Would you please retype, exactly, the lines of the listing below between the line with "Target: green leaf" and the line with "Would you kindly mark the forest floor", inclusive?
┌──
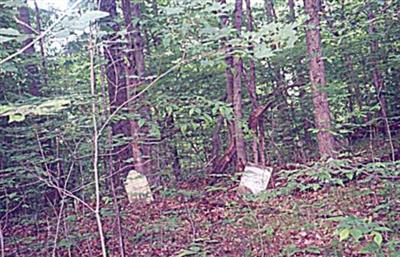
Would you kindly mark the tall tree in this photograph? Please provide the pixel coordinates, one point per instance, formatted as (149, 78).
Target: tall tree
(135, 70)
(377, 77)
(270, 10)
(237, 94)
(25, 27)
(259, 140)
(322, 114)
(117, 87)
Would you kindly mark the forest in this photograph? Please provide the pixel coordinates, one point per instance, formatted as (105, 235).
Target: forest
(199, 128)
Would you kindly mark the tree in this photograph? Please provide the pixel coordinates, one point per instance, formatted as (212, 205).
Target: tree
(237, 94)
(322, 114)
(117, 87)
(24, 20)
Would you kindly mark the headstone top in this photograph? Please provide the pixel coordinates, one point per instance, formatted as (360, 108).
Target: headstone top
(137, 187)
(255, 178)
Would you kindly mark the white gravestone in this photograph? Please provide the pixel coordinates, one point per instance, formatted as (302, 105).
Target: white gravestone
(255, 179)
(137, 187)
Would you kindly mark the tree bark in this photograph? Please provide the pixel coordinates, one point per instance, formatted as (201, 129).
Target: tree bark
(42, 47)
(31, 68)
(292, 11)
(259, 140)
(134, 67)
(237, 95)
(270, 11)
(117, 87)
(322, 114)
(378, 80)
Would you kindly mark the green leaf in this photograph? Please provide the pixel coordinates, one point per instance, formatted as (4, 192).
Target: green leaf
(344, 234)
(377, 238)
(91, 16)
(9, 32)
(141, 122)
(4, 39)
(17, 117)
(262, 51)
(356, 234)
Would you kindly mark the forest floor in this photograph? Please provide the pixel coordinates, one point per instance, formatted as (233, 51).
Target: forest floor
(360, 217)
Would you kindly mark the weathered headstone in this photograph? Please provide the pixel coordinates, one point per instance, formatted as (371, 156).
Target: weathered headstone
(255, 179)
(137, 187)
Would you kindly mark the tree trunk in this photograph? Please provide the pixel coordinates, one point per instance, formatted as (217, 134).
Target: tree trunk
(322, 114)
(237, 95)
(258, 142)
(31, 68)
(117, 87)
(42, 47)
(270, 11)
(220, 164)
(378, 80)
(134, 82)
(292, 12)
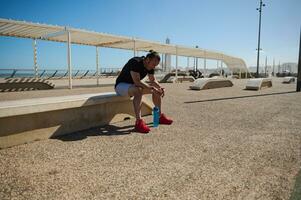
└──
— Solution to this task —
Target: green leaf
(344, 234)
(377, 238)
(91, 16)
(9, 32)
(141, 122)
(4, 39)
(17, 117)
(262, 51)
(356, 234)
Would you kindly mark the forest floor in this photograph? Please provide the pixel coordinates, one point per instance, formatted as (233, 51).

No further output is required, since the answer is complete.